## [短い課題 1]
重力についての文章に名前が出てくる人物を、全員挙げてください。
## [短い課題 2]
重力についての文章では、一般相対性理論と量子力学を融合する理論は、まとめて何と呼ばれていますか。
## [短い課題 3]
重力についての文章を、最後の文のあとから引き継いで書き進めてください。

## [引用文]
____
私たちはごく当たり前に、この大地に立ったり座ったり横になったりしている。誰もが知っているとおり、勝手に宙に浮き上がることはない。重力という力が働いているからだが、それをとくに意識することもなく暮らしている。ごく身近な力であり、それはすでに自明のことのように思えるかもしれない。

しかし、重力にはさまざまな不思議があり、いま重力研究は「第三の黄金時代」を迎えようとしているという。

重力への興味を喚起してくれる良書『重力とは何か』には、つぎのように記されている。

「万有引力の法則と相対論は、いずれも重力の働きに関する画期的な発見でした。そして現在、重力研究はニュートンとアインシュタインの時代に次ぐ、「第三の黄金時代」を迎えようとしています。」(『重力とは何か』/大栗博司/幻冬舎)

重力をテーマにした本の多くは、ニュートンの「万有引力の法則」がまず紹介される。ニュートンによる運動の法則から説き起こされ、万有引力の法則の解説へと進むことが多い。ガリレオ・ガリレイやケプラーなどの話題が織り込まれることもある。

つぎに、アインシュタインの相対性理論(相対論)が取り上げられる。相対性理論には、「特殊相対性理論」と「一般相対性理論」がある。アインシュタインは、特殊相対性理論を構築し、それを一般相対性理論へと拡張した。そのため、特殊相対性理論、一般相対性理論の流れで説明されるのが定番だ。この「一般相対性理論」がアインシュタインの重力理論。

そして現在、一般相対性理論(重力理論)と量子力学を融合する理論の構築が進められている。この融合した理論は「量子重力理論」という総称で呼ばれている。私たち一般によく紹介される量子重力理論が、「超弦理論(超ひも理論)」や「ループ量子重力理論」。
____
## [保存データ]
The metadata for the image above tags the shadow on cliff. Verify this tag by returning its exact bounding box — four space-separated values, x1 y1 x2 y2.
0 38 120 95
____
## [結果 1]
ニュートン、アインシュタイン、ガリレオ・ガリレイ、ケプラー、大栗博司

## [結果 2]
「量子重力理論」と呼ばれています。

## [結果 3]
一般相対性理論と量子力学の融合は難しいそうで、現時点で量子重力理論は完成していないという。活発に研究が進められており、その活気は上に引用した通り、同分野の専門家によって「第三の黄金時代」と表現されている。量子重力理論の解説にどこまで踏み込むかは、本によって異なる。

量子重力理論の話題に触れるためには、量子力学も紹介する必要があることから、重力をテーマにした本でも量子力学のエッセンスを解説することが多い。

ブラックホール、重力波、ダークマター(暗黒物質)も、重力の主要な話題のため、重力の本ではこれらに関する物理について述べられることもある。見方を変えれば、これらをメインテーマにした本は、重力の本とも呼べる。

このようなことから、重力の話題はさまざまなテーマの本に登場する。また、タイトルに重力がついていても、広範囲の物理学を取り上げていることもある。そのため、〝重力の本〟としてどの本を紹介するか決めかねるところだが、現時点で私がセレクトした一般向けの本は以下の通り。

『重力とは何か アインシュタインから超弦理論へ、宇宙の謎に迫る』(大栗博司)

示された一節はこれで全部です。